• Trecho selecionado
Amanheci com o pensando em doenças terminais. Vi muita gente morrer. Tive essa feliz oportunidade de trabalhar em um hospital público. Ali um misto de agonia, frieza ás vezes alguma felicidade se casam.

Acompanhar a vida das pessoas é fácil. Em vida tudo parece ser mais tranquilo.

Olhos brilham, o sorriso presente e um calor existencial. Na morte uma luz se apaga lentamente, a pessoa vai sumindo e virando espirito, por fim desaparece total.

Gostava de assistir tais momentos. Mas nem por isso, tal situação me ensinou a valorizar a existência. Pra mim é bom estar vivo, mas não tenho nada contra a morte. Aliás o contrário, tenho-a sempre próxima de mim, em pensamento e emoção.

Não foram poucas vezes que vi o desespero dos médicos e enfermeiros, tentando arrancar das garras da morte aquelas almas, e sem sucesso desistirem derrotados. Ficava olhando a expressão da pessoa recém morta. E alguns pareciam felizes. Eu acho que também ficaria, se depois de uma doença complicada e muitas dores, a morte me recebesse de braços abertos, ou pernas abertas. Treparia com a morte se fosse possível, uma trepada eterna, porque não?

Por outro lado, os que ficam choram, convulsionam, berram mas tudo é vão. O médico faz o atestado de óbito, como se emitisse uma nota fiscal da venda de um presunto, acabou.

No fundo sei como seria minha morte. Nunca fui de lutar por ninguém, por nada e nem por mim mesmo. Nunca acreditei em luta alguma. Vivo com o que tá, e se não tá, tudo bem.

Creio que se vier a ter uma doença fodida destas, que vão matando sem cura, certamente morrerei rapidamente. Não tenho a menor vontade de empenhar esforço e levantar a clava da vida. Não. Deixe-me morrer em paz, prometo que não vou incomodar a quem quer que seja. Basta esquecer-me e a natureza faz o resto.

• Tarefa 1
Transcreva do texto sobre a morte o trecho entre "Creio que se" e "faz o resto.", inclusive.
• Tarefa 2
Com base no texto sobre a morte, responda:
(a) Em que tipo de lugar trabalhou quem escreve?
(b) O que o médico faz depois que a pessoa morre?
(c) Como quem escreve acredita que morreria se tivesse uma doença sem cura?
• Tarefa 3
Resuma o parágrafo do texto sobre a morte que começa com "Gostava de assistir tais momentos", sem perder os fatos principais.

• Dados disponíveis
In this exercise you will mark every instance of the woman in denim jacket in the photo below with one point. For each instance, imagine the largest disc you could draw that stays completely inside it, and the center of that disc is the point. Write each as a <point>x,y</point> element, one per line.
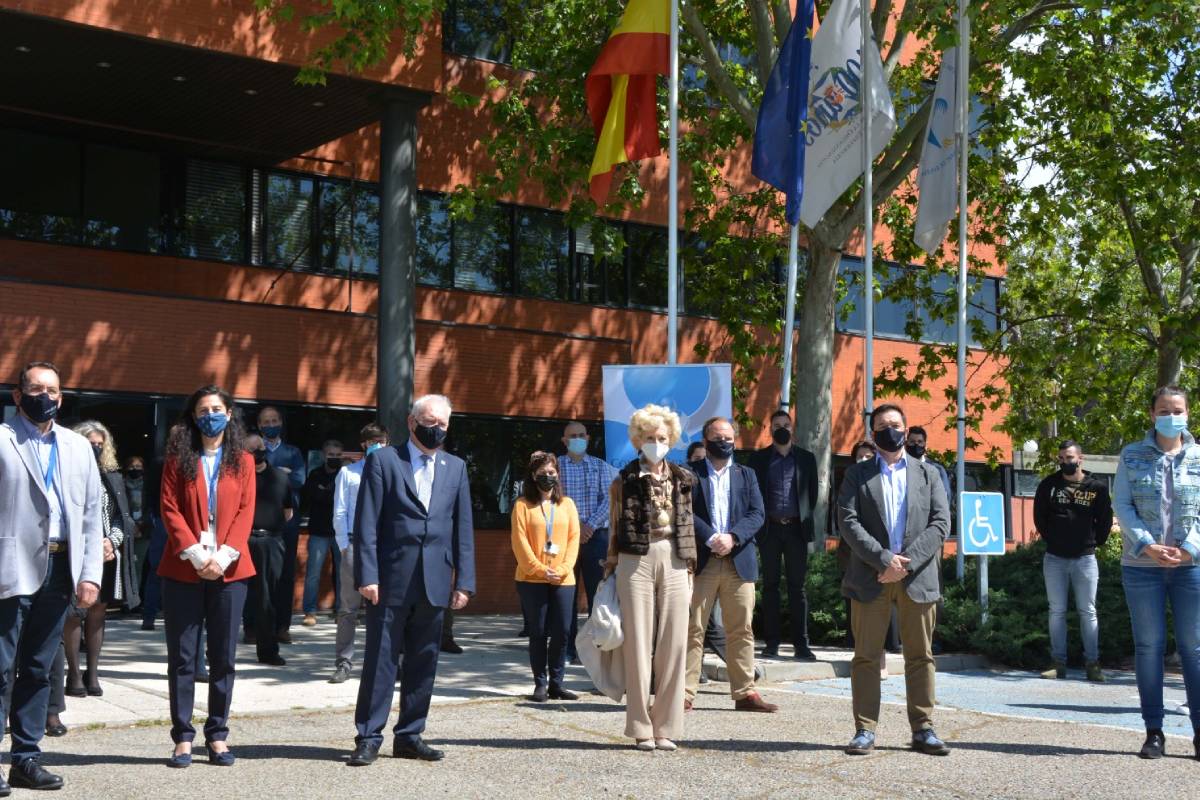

• Sua resposta 1
Creio que se vier a ter uma doença fodida destas, que vão matando sem cura, certamente morrerei rapidamente. Não tenho a menor vontade de empenhar esforço e levantar a clava da vida. Não. Deixe-me morrer em paz, prometo que não vou incomodar a quem quer que seja. Basta esquecer-me e a natureza faz o resto.

• Sua resposta 2
(a) Em um hospital público.
(b) Faz o atestado de óbito.
(c) Rapidamente.

• Sua resposta 3
Quem escreve gostava de assistir a esses momentos, mas isso não lhe ensinou a valorizar a existência. Acha bom estar vivo, não tem nada contra a morte e a mantém sempre próxima, em pensamento e emoção.